**REQUIREMENT**
The lines to copy are those in the listing that hold the word "window".

**INPUT**
=== Section Start ===

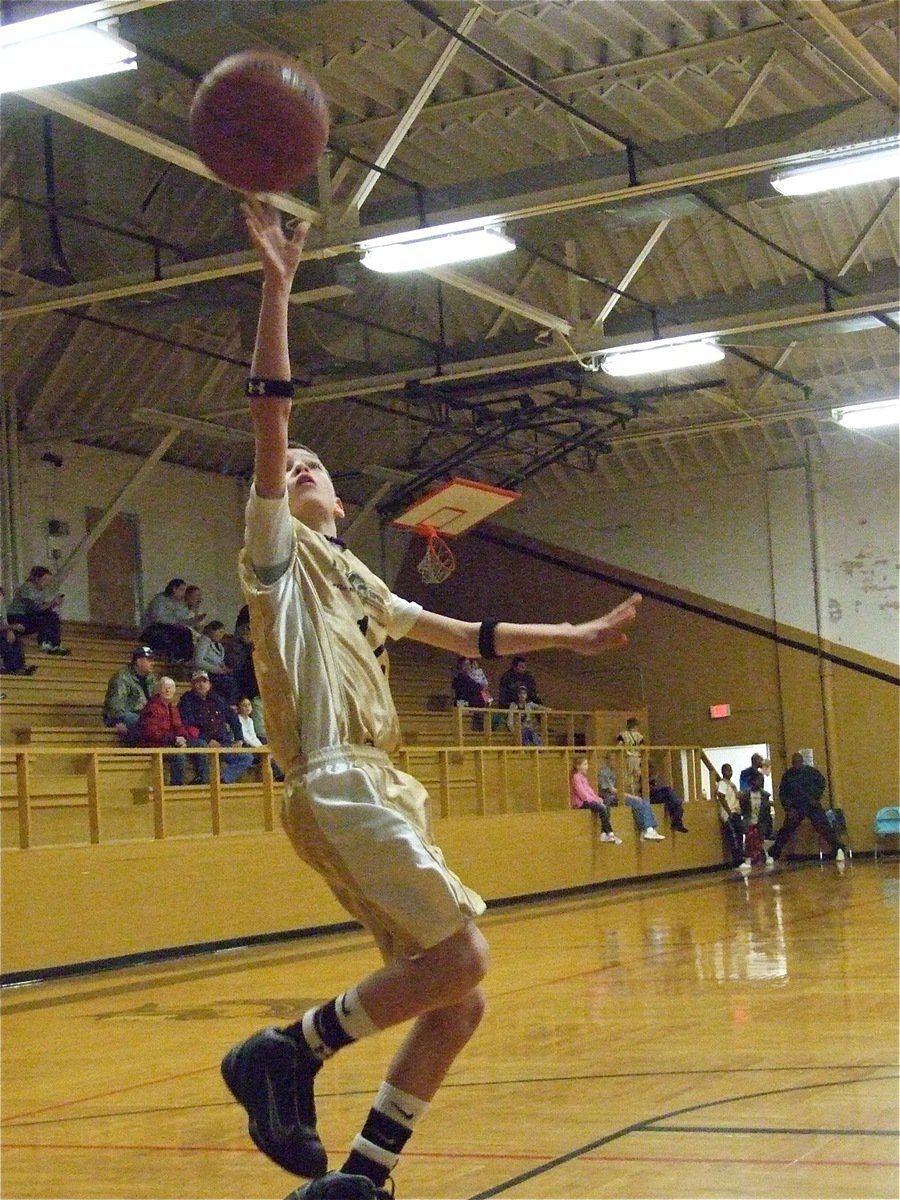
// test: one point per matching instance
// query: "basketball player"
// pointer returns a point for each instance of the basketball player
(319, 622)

=== Section End ===
=== Section Start ===

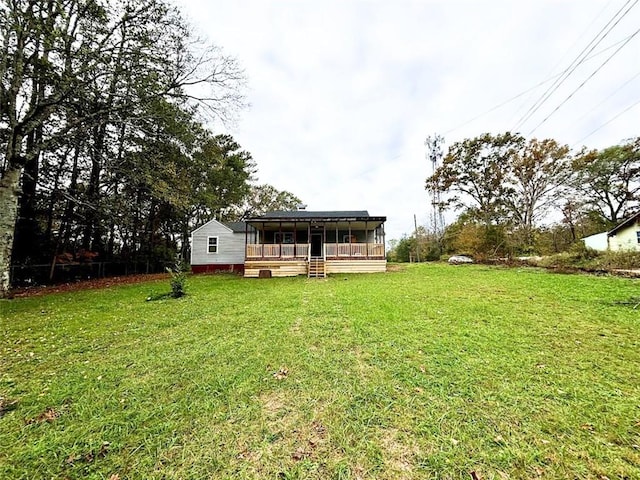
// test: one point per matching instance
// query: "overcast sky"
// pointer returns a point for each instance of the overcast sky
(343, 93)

=== Section End ===
=== Section Start ===

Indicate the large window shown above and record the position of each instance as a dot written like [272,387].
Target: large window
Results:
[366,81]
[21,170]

=== Section End ===

**SOLUTION TO THE EXERCISE**
Indicate the large window shown above and record the position of each instance as a dot written like [272,387].
Target: large window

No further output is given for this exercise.